● Directive: Render the whole listing below as a two-column CSV headed instruction and answer, one row per instruction. Put each field in double quotes and replace every line break inside a field with a space.
## START Material shown
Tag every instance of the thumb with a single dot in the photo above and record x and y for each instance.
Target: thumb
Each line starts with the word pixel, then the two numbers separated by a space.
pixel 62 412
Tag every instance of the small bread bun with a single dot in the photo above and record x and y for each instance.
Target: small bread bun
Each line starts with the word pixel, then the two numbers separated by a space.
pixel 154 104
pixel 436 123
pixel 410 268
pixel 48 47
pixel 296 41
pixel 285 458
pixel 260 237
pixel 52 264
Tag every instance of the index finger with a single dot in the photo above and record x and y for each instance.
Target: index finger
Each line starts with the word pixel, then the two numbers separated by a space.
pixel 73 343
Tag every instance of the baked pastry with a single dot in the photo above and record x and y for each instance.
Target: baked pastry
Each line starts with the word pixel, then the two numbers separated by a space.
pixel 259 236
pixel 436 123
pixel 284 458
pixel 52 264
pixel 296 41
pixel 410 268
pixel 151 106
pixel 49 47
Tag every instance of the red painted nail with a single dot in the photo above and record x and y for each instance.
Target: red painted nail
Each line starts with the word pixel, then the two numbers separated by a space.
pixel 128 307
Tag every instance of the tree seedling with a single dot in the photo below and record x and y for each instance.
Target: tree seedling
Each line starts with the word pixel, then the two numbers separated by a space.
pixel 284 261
## END Material shown
● Answer in full:
instruction,answer
"Tag every instance of the thumb with a single dot in the photo above and record x and y for each instance. Target: thumb Each line starts with the word pixel, then the two numbers separated by a space.","pixel 62 412"
"Tag every instance of the small bread bun with a single dot in the photo above and record x and y for each instance. Target: small bread bun Each line starts with the word pixel, then the two numbers separated by a space.","pixel 154 104 pixel 436 123 pixel 410 268 pixel 48 47 pixel 296 41 pixel 285 458 pixel 260 237 pixel 52 264"
"Tag every instance of the index finger with a single dot in the photo above and record x and y for each instance. Target: index finger Each line starts with the word pixel, then the two numbers separated by a space.","pixel 73 343"
"Tag every instance of the baked pastry with a single dot in the photo above and record x and y for each instance. Target: baked pastry Each line starts with the word pixel, then the two numbers separated by a space.","pixel 259 236 pixel 436 123 pixel 284 458 pixel 52 264 pixel 296 41 pixel 410 268 pixel 151 106 pixel 49 47"
"Tag every instance of the red painted nail with a single dot in the photo above and record x and y for each instance. Target: red painted nail Each line starts with the word pixel, then the two numbers separated by a space.","pixel 128 307"
"Tag every instance of the tree seedling with a single dot in the photo below and record x and y for each instance. Target: tree seedling Each line starts with the word pixel, then the two numbers separated by a space.","pixel 284 261"